--- To do ---
[1] Could you give the blog post about the Match again from "Program filled.  Got" to "anything at all.", changing "couch" to "sofa"?
[2] Which sentences in the blog post about the Match begin with the word "Sometimes"?
[3] Could you pick up the blog post about the residency Match where it stops and keep writing it?

--- Given passage ---

== Segment start ==

I whisper your name (ayradyss) wrote,
I whisper your name
ayradyss

One post a month...

Program filled.  Got the page yesterday: 888.  Next year - it seems like tomorrow and forever at once - there will be no Match.  There will be nobody threatening to fail me if I stick them with a needle.  There will be no more of a lot of things. 

I am sitting on the couch in the staffing room in the library, all dressed nice and melting inside.  Residents come and sit next to me, ask me questions.  I talk a little loudly - as if to a partly-deaf aunt - so that the actual staff can hear me and maybe provide some input.  I think maybe I don't know anything at all.
Sometimes it is like this.  Sometimes, I submit and resubmit my charts to my faculty attending in between providing what I hope is sound and evidence-based medical advice - and he sends them back to me with notes that remind me of how little I know.  Sometimes, I think everyone knows more than I do.

== Segment end ==

--- Entries supplied ---

== Segment start ==

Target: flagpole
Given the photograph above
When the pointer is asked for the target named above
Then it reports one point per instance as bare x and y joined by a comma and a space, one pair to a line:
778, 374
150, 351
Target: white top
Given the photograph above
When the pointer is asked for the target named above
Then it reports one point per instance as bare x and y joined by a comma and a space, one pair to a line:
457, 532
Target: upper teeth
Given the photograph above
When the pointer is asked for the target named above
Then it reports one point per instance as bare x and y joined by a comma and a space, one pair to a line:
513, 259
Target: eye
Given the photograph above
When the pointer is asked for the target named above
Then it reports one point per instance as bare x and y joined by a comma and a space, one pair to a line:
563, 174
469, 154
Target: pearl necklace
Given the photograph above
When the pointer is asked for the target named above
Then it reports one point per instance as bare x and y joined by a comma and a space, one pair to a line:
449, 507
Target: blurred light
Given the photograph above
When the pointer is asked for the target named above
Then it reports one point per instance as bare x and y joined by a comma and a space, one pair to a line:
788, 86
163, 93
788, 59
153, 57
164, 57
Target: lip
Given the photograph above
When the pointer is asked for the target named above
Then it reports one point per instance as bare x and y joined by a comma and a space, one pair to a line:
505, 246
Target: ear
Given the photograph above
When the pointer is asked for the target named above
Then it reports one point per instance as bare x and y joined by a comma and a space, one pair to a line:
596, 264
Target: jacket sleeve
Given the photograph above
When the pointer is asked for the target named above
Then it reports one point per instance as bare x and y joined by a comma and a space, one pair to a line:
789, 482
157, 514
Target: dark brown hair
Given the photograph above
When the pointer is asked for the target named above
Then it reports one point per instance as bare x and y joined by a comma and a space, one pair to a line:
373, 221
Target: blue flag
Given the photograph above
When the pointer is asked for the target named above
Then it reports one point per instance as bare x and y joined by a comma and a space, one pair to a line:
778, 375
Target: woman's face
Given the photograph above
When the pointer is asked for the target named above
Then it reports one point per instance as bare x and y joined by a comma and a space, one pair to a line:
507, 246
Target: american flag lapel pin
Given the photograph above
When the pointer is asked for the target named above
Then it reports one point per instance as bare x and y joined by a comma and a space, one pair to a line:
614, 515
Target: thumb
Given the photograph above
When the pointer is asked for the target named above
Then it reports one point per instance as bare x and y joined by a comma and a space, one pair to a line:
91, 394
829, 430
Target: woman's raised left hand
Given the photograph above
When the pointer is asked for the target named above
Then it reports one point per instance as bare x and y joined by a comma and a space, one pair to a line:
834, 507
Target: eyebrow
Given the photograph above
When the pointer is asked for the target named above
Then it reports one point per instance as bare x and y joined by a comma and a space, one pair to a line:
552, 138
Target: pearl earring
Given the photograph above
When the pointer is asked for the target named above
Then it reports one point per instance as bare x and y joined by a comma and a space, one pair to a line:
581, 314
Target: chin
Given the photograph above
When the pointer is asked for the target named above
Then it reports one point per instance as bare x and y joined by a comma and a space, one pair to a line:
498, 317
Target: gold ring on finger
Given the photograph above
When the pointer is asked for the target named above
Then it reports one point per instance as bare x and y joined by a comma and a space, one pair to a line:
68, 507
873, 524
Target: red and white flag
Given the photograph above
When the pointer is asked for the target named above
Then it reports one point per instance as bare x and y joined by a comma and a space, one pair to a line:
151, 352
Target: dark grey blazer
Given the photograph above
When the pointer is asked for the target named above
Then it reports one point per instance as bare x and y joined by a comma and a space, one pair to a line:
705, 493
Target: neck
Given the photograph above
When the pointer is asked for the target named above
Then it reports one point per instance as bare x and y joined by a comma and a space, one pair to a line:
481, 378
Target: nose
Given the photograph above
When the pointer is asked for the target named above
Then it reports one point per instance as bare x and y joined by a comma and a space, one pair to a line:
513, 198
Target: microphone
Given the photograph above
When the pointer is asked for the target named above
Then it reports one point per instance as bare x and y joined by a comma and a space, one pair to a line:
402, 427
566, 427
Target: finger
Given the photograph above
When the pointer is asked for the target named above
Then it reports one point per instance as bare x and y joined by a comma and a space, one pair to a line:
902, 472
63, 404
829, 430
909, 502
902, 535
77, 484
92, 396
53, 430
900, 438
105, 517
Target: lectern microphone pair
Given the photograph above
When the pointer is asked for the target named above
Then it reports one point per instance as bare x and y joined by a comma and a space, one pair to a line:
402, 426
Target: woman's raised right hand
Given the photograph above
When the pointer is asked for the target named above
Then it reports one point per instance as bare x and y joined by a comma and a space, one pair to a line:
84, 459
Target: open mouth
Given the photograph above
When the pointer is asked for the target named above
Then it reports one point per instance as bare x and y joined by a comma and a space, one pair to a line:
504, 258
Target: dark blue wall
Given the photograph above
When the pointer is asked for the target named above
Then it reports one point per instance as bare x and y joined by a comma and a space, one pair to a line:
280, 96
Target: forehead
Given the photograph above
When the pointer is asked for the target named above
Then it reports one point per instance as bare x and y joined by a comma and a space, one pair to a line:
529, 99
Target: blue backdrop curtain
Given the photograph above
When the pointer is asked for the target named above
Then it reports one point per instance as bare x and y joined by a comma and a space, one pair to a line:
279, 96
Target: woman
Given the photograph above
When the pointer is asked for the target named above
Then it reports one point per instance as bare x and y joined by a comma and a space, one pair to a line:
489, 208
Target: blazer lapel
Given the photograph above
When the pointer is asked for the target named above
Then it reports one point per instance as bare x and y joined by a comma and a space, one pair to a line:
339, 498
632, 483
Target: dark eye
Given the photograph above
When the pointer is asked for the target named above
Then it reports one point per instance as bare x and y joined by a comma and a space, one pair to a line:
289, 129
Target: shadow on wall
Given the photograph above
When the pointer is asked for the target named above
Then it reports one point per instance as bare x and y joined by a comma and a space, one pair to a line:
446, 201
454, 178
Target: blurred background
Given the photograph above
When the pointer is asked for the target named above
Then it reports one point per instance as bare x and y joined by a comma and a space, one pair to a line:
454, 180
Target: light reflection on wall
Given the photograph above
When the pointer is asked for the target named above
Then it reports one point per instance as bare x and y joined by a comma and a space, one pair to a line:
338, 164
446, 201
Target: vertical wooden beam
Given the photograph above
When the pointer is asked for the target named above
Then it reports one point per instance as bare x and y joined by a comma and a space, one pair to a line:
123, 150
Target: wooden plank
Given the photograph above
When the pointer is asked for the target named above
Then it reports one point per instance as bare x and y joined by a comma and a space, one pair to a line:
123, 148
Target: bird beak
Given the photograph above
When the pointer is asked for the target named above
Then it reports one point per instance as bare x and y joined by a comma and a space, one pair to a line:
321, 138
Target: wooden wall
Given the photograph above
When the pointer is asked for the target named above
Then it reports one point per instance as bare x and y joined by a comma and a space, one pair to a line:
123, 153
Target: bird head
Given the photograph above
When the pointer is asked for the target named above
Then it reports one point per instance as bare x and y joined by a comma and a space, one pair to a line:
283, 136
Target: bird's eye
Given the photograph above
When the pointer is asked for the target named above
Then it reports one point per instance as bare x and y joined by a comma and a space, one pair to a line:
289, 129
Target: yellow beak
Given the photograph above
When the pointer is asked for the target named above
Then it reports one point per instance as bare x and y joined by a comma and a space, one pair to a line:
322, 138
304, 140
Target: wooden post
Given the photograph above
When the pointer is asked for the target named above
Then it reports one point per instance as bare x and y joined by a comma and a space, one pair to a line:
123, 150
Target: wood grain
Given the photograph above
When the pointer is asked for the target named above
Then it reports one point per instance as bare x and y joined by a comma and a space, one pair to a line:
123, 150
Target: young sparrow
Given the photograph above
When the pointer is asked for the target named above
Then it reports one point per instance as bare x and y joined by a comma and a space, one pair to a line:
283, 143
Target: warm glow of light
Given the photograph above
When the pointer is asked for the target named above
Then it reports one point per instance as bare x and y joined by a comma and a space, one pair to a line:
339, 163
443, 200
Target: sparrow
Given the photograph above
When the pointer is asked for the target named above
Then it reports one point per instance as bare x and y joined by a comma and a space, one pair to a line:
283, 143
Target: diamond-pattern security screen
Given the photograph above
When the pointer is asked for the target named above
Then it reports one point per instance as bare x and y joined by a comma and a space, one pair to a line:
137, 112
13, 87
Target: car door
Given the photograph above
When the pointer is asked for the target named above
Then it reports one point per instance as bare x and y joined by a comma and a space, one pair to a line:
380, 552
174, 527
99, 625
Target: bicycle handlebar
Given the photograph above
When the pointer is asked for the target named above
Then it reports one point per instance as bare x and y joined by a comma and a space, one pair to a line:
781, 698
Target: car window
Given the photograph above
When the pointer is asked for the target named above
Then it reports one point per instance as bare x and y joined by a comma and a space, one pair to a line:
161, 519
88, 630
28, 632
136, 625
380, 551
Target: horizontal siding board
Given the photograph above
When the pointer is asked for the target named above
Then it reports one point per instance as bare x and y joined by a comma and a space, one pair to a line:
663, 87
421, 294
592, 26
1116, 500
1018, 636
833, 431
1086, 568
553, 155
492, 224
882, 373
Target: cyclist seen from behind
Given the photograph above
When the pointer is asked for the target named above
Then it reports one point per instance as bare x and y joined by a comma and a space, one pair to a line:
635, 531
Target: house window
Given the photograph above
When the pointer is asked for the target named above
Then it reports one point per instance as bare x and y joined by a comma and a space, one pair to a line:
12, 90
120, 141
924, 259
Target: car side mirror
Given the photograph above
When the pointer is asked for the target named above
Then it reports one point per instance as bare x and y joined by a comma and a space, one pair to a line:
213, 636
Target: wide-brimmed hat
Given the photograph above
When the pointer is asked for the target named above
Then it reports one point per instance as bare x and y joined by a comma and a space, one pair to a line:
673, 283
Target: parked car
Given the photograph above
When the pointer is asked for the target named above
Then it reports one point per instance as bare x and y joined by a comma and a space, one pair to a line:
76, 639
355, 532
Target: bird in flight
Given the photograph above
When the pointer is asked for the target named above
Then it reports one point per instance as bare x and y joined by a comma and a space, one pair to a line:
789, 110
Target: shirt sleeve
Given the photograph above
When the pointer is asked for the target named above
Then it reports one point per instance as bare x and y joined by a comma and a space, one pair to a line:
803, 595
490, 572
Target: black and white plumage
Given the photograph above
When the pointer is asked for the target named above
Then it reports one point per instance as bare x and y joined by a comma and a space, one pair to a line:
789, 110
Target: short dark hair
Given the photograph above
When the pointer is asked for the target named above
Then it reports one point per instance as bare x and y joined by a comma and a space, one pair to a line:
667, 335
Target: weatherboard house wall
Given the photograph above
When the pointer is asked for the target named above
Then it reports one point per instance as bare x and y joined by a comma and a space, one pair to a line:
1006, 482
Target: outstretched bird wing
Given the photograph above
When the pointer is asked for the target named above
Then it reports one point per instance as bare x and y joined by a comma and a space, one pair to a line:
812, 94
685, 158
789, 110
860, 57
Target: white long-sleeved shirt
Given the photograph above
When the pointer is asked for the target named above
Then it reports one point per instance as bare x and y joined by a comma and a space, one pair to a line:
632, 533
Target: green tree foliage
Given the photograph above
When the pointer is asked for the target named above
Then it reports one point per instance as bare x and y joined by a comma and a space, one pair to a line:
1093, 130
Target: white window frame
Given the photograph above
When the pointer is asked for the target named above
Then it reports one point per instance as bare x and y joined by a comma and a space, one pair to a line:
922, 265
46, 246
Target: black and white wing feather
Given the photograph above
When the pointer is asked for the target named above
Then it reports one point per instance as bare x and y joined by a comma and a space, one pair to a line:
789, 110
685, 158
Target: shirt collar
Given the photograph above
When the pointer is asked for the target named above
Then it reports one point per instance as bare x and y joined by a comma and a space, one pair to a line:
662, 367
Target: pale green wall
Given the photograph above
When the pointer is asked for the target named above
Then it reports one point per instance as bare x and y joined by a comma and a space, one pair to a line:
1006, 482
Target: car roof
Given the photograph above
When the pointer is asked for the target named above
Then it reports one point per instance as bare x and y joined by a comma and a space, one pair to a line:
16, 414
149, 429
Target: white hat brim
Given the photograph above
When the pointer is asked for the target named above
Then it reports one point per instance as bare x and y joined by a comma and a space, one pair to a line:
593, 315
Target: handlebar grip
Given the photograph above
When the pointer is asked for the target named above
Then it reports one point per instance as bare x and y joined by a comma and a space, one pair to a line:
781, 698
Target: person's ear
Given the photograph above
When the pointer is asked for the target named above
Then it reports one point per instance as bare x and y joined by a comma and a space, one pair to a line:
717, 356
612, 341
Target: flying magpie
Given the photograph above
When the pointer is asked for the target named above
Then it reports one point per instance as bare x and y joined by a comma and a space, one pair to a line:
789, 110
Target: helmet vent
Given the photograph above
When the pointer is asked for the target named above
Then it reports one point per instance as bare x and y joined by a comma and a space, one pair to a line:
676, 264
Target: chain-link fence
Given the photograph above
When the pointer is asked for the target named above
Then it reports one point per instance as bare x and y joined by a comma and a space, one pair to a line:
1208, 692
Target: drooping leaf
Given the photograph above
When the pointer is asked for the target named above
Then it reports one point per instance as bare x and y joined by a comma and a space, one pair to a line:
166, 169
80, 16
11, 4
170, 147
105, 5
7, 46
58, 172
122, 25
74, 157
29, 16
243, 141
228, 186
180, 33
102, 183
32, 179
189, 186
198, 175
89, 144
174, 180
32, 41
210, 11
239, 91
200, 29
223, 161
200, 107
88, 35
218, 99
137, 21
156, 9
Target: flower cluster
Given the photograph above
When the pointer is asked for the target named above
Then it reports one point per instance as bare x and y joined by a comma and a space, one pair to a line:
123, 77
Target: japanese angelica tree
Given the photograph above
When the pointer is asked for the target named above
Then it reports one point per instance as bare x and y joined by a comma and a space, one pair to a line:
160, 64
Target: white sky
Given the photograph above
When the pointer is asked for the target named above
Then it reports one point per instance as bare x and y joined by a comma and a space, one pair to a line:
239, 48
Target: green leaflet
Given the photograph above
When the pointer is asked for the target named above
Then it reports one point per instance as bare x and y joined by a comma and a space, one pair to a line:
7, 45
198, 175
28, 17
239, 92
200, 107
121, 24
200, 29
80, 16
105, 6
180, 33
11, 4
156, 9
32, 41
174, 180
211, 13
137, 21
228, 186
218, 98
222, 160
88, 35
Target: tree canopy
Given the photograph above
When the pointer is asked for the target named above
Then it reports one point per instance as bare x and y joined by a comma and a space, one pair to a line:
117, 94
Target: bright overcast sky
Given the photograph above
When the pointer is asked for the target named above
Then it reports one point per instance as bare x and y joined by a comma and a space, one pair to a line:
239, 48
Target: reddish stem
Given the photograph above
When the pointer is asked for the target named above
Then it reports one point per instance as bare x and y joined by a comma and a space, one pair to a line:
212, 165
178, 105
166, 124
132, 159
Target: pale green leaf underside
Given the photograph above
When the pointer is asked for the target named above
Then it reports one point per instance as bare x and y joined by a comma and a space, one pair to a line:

== Segment end ==

--- Answers provided ---
[1]
Program filled.  Got the page yesterday: 888.  Next year - it seems like tomorrow and forever at once - there will be no Match.  There will be nobody threatening to fail me if I stick them with a needle.  There will be no more of a lot of things. 

I am sitting on the sofa in the staffing room in the library, all dressed nice and melting inside.  Residents come and sit next to me, ask me questions.  I talk a little loudly - as if to a partly-deaf aunt - so that the actual staff can hear me and maybe provide some input.  I think maybe I don't know anything at all.

[2]
- Sometimes it is like this.
- Sometimes, I submit and resubmit my charts to my faculty attending in between providing what I hope is sound and evidence-based medical advice - and he sends them back to me with notes that remind me of how little I know.
- Sometimes, I think everyone knows more than I do.

[3]
I am in the adolescence of medical training.

Went into the OR with a new OB on my own patient - fourth baby, now with contractions at 37 weeks and a placenta previa on ultrasound suggestive of a possible vasa previa.  What's the difference? Placenta previa means mom is bleeding when the cervix dilates.  Vasa previa means baby is.  When you consider the blood volume of a newborn baby, you don't have much spare to lose.  So off we went to a C-section, with one anxious patient, one anxious fellow, and one attending obstetrician who was cool as a cucumber.  Tell me what you want me to do.  I want you to assist.  Then I'll assist. 
And then he smiled, and he assisted while I operated, and as I was scrabbling around inside an open uterus, shearing off the placenta trying to find a baby hidden somewhere under it, he leaned in.  Let me know if you want help.  "Now would be great."  And he did what I wasn't brave enough to do - reached through the placenta and pulled out a baby's head, and then he looked at me.  Go aheadThis isn't an easy surgery.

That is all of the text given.